EXERCISE INSTRUCTIONS:
• A. According to the page on the 2024 New South Wales local election results in the Mid North Coast, how many councillors make up Bellingen Shire Council?
• B. Resume the page on the 2024 Mid North Coast local election results, starting after its final sentence.

──────── DOCUMENT SEGMENT ────────

= Results of the 2024 New South Wales local elections in Mid North Coast =

This is a list of results for the 2024 New South Wales local elections in the Mid North Coast region.

Mid North Coast covers six local government areas (LGAs), including the City of Coffs Harbour and Port Macquarie-Hastings Council.

==Bellingen==

Bellingen Shire Council is composed of six councillors elected proportionally to a single ward, as well as a directly-elected mayor.

Graeme Shephard, who was elected second on the "Team Joanne Cook" ticket in 2021, led the new "Community First" group. Joanne Cook was second on the ticket, with fellow councillor Stephen Glyde (who led the "Stephen Glyde Group" in 2021) in the fourth and final position.

──────── RAW DATA ────────

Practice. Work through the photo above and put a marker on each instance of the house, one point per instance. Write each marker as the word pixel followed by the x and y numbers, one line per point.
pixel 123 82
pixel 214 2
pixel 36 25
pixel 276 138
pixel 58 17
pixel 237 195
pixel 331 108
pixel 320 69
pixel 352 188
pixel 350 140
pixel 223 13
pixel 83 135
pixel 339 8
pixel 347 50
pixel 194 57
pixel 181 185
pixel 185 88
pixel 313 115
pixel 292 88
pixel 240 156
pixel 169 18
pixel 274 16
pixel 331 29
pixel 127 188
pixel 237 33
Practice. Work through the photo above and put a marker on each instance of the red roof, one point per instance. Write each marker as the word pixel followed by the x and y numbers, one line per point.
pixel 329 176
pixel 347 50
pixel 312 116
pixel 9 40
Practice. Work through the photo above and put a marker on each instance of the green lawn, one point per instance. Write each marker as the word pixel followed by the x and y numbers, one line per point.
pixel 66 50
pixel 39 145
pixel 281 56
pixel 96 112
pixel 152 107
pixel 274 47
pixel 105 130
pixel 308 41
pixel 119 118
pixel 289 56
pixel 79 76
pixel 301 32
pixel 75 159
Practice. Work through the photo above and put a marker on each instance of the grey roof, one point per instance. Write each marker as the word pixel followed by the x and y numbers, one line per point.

────────

ANSWERS IN ORDER:
• A. Six councillors, plus a directly-elected mayor.

• B.
Only three groups stood at the election, down from six in 2021. The Labor Party did not recontest.

===Bellingen results===

2024 New South Wales local elections: Bellingen
| Party |  | Candidate | Votes | % | ±% |
|---|---|---|---|---|---|
|  | Waterfall Way Inds | 1. Steve Allan 2. Eleanor Tree (elected 1) 3. Jo Brotherton (elected 3) 4. Andrew O'Keefe (elected 6) 5. Linda Coomber 6. Steve Ryan | 4,342 | 53.6 | +19.8 |
|  | Greens | 1. Dominic King (elected 2) 2. Jennie Fenton (elected 4) 3. Gary Fry 4. Wendy Firefly | 2,481 | 30.6 | +4.7 |
|  | Community First | 1. Graeme Shephard (elected 5) 2. Joanne Cook 3. Cathryn McGuire 4. Stephen Glyde | 1,273 | 15.7 | +1.7 |
| Total formal votes |  |  | 8,096 | 95.3 |  |
| Informal votes |  |  | 404 | 4.7 |  |
| Turnout |  |  | 8,500 | 81.5 |  |

==Coffs Harbour==

Coffs Harbour City Council is composed of a directly-elected mayor and eight councillors elected proportionally to a single ward.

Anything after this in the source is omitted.